* **The tasks**:
1. Reproduce verbatim the passage of the SchemaTransform gem page starting at "Reformat is a" and ending at "on an expression.".
2. Pick up the SchemaTransform gem page at the point where it stops, and write its continuation.

START Text to read

SchemaTransform
Spark Gem
Use the SchemaTransform gem to apply transformations to columns from the incoming DataFrame. This page describes the different transformations—or operations—that you can use in this gem.
Unlike Reformat which is a set operation where all the transforms are applied in parallel, transformations here are applied in order.
Reformat is a SQL select
and is preferable when making many changes.
Operations
Add/Replace Expression
Add a new column or replace an existing one based on an expression.
Parameter | Description |
---|---|
New Column | Output column name |
Expression | SQL expression to generate values in the new column |
Drop Column
Remove a column from next stage of the Pipeline.
Parameter | Description |
---|---|
Column to drop | Column to be dropped |
Rename Column
Rename an existing column downstream in the Pipeline.
Parameter | Description |
---|---|
Old Column Name | Column to be renamed |
New Column Name | Output column name |
Add If Missing
Provide a default value for a column if it is missing from the source.
Parameter | Description |
---|---|
Source Column Name | Column that contains missing values |
Default Value (if missing) | The value that will replace missing values |
Add Rule
Use a business rule in your Pipeline. Visit the Business rules engine page to learn about business rules.

END Text to read
START Data shown

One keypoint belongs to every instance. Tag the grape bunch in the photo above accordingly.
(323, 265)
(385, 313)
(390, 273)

END Data shown

* **Expected answers**:
1.
Reformat is a SQL select
and is preferable when making many changes.
Operations
Add/Replace Expression
Add a new column or replace an existing one based on an expression.

2.
Parameter | Description |
---|---|
New Column | The column that the business rule will apply to |
Rule | The business rule that contains the logic that will populate the new column values |
Spark Code
- Python
- Scala
def transform(spark: SparkSession, in0: DataFrame) -> DataFrame:
return in0\
.withColumn("business_date", to_date(lit("2022-05-05"), "yyyy-MM-dd"))\
.withColumnRenamed("bonus_rate", "bonus")\
.drop("slug")
object transform {
def apply(spark: SparkSession, in: DataFrame): DataFrame =
in.withColumn("business_date", to_date(lit("2022-05-05"), "yyyy-MM-dd"))
.withColumnRenamed("bonus_rate", "bonus")
.drop("slug")
}
Advanced Import
The Advanced Import feature allows you to bulk import statements that are structured similarly to CSV/TSV files. This can be useful if you have your expressions/transformation logic in another format and just want to quickly configure a SchemaTransform gem based on existing logic.
Using Advanced Import
- Click the Advanced tab in the SchemaTransform gem.
- Enter the expressions into the text area.
Format
The format of these expressions is op_type,target_name,target_expr
, where op_type
is the type of operation (see below); target_name
is the desired new column name and target_expr
is the Spark expression that will be used to generate the new column. Each op_type
has a different number of extra columns that have to be provided, see below for more details.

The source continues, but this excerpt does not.